#### [WHAT YOU SHOULD DO]
Write out the line that contains "Expected: one point per instance of the white window", then every following line to the end of the records below, with no other lines and no changes.

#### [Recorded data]

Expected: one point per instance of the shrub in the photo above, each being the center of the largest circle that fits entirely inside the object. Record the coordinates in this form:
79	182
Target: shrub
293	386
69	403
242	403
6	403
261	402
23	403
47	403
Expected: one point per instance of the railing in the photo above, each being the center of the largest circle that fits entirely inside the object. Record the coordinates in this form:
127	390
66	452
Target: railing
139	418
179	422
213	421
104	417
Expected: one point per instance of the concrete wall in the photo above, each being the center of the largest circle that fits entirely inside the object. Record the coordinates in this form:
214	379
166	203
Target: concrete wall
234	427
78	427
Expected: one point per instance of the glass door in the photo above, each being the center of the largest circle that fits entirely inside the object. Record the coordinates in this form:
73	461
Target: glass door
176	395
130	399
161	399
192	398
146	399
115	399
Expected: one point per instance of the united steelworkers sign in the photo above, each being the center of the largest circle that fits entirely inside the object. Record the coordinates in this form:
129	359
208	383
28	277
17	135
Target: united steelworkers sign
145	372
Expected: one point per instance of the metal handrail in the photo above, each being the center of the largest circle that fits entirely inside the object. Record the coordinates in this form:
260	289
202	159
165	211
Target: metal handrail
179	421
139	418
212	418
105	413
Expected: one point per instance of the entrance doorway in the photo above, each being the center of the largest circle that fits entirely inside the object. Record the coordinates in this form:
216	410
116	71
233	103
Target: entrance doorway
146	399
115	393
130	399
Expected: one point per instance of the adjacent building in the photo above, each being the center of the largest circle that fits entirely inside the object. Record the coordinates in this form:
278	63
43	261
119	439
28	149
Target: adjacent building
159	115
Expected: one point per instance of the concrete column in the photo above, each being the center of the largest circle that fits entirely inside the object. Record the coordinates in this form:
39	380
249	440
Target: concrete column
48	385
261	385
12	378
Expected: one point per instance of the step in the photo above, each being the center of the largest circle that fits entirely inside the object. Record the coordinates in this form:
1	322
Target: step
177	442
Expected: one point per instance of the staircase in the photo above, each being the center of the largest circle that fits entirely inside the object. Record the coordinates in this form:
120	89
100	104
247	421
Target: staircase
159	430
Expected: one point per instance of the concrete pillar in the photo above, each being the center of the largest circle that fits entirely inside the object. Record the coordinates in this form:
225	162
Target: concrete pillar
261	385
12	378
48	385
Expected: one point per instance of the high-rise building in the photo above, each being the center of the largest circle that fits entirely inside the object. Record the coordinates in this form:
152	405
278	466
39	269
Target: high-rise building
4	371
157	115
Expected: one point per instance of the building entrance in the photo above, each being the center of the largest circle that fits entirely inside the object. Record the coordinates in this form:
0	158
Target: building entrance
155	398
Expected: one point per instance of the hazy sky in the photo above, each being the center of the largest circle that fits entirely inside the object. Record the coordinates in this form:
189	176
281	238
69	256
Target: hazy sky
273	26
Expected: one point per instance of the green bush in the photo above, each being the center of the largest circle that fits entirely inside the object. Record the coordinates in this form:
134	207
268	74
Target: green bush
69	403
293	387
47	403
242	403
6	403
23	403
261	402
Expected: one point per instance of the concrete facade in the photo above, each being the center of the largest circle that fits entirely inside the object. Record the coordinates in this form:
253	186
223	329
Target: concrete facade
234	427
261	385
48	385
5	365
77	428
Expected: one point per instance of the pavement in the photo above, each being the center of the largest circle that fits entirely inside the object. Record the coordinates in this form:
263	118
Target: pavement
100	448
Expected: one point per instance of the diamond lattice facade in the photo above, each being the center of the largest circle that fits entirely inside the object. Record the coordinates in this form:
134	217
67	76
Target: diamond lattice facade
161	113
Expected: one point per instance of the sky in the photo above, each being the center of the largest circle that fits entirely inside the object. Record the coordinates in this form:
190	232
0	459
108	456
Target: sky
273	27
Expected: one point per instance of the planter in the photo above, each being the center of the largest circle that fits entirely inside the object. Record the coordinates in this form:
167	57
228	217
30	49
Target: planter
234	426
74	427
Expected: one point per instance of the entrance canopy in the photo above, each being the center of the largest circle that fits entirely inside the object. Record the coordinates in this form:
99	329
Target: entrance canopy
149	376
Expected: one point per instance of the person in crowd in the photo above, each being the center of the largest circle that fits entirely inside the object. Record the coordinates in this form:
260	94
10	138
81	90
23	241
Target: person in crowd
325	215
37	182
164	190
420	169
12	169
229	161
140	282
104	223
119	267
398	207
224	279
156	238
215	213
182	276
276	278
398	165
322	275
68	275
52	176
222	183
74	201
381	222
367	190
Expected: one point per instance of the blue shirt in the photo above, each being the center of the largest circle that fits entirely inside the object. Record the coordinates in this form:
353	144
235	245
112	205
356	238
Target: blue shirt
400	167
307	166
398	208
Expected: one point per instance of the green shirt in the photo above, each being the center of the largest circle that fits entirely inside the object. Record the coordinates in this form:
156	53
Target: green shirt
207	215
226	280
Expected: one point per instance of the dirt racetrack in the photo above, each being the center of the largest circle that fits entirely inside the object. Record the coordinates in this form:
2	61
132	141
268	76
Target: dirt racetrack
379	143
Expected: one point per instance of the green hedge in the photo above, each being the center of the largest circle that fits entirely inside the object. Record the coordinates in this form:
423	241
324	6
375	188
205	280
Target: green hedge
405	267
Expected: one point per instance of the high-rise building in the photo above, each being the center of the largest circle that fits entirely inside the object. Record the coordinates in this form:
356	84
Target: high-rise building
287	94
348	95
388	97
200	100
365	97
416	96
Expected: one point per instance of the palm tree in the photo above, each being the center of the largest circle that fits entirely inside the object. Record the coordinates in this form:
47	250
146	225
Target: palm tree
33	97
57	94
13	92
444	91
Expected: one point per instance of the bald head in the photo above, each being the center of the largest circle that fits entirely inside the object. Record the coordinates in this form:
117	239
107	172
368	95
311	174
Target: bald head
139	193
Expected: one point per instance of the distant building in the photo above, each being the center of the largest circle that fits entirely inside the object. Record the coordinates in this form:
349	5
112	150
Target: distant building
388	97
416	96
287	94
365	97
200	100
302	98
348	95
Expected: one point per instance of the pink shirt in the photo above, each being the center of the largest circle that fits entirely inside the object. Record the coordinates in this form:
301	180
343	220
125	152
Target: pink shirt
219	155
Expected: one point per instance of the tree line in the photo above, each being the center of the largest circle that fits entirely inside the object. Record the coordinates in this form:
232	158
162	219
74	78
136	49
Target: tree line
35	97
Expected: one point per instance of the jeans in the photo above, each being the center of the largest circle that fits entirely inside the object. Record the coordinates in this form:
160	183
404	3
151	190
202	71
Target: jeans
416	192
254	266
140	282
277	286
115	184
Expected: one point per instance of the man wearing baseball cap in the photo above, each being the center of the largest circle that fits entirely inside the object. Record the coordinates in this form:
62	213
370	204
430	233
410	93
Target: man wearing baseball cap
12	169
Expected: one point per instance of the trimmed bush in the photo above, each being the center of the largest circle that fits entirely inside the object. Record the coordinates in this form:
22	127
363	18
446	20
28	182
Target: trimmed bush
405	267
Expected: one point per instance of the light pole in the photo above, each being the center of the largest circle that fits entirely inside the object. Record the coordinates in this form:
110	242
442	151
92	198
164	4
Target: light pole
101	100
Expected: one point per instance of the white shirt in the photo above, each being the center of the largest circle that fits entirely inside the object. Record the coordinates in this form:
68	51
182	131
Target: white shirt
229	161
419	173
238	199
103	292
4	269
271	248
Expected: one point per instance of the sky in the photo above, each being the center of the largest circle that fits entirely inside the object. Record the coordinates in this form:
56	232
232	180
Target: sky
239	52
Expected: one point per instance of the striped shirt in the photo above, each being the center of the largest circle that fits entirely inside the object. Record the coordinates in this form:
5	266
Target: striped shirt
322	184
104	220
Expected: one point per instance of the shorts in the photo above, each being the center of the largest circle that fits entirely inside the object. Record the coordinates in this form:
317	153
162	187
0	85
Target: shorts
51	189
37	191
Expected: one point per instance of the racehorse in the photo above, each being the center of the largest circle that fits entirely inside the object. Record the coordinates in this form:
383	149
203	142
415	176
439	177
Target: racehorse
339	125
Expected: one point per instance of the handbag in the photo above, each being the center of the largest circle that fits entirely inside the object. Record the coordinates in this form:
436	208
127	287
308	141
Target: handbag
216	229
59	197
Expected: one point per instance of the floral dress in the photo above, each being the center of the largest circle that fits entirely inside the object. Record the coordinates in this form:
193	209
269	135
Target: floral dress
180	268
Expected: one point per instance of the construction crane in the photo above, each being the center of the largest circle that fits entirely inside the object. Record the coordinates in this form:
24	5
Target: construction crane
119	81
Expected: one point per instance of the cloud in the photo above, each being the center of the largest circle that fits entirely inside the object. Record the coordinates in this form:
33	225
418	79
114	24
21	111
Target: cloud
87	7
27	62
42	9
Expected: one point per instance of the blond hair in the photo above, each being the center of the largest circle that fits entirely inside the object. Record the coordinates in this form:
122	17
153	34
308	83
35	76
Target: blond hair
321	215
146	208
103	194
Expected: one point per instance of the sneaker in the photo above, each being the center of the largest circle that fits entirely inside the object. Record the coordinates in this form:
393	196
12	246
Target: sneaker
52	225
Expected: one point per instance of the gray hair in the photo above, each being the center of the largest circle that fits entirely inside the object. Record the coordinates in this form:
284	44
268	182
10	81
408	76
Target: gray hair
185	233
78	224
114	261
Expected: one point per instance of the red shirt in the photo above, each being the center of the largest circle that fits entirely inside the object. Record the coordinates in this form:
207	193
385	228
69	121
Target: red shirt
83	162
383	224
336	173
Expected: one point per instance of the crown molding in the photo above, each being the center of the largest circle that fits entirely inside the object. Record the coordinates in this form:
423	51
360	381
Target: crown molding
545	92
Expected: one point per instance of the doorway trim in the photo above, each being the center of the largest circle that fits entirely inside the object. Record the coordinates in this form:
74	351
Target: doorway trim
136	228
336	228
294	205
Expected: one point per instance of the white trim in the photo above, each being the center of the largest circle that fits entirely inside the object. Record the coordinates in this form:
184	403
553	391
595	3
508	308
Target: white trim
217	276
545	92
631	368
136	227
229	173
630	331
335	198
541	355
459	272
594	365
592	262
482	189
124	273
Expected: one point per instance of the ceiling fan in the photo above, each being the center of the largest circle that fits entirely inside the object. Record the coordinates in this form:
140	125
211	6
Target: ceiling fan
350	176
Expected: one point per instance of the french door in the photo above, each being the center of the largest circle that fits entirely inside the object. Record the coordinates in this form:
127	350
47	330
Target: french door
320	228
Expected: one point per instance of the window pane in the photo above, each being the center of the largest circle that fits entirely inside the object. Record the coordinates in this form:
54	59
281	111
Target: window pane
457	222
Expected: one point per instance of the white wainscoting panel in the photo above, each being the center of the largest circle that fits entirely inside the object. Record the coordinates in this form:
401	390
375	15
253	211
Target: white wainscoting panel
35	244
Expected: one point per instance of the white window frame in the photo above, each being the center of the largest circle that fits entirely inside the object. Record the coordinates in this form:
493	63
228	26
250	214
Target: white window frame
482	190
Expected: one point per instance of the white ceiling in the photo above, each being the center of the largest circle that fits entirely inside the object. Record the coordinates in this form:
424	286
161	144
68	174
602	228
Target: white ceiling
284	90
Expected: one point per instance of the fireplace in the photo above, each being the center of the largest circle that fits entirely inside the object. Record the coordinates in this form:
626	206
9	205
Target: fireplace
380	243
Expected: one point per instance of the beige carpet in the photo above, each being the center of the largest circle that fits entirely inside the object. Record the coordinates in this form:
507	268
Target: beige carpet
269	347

#### [TASK SOLUTION]
Expected: one point per instance of the white window frame in the photo above, each being the center of the largest circle that fits entirely inside the object. Record the coordinates in this form:
493	63
228	26
250	214
Target: white window frame
482	190
Expected: one point per instance of the white ceiling in the photo above, each being the center of the largest circle that fits entirely inside the object. Record the coordinates in this form:
424	286
161	144
68	174
602	228
Target: white ceiling
284	90
Expected: one point per instance of the fireplace in the photo above, each being the center of the largest circle that fits entirely inside the object. Record the coordinates in this form:
626	206
9	205
Target: fireplace
380	243
Expected: one point per instance of the beige carpet in the photo above, each being the center of the largest circle that fits entirely inside the object. Record the coordinates in this form:
507	268
Target: beige carpet
269	347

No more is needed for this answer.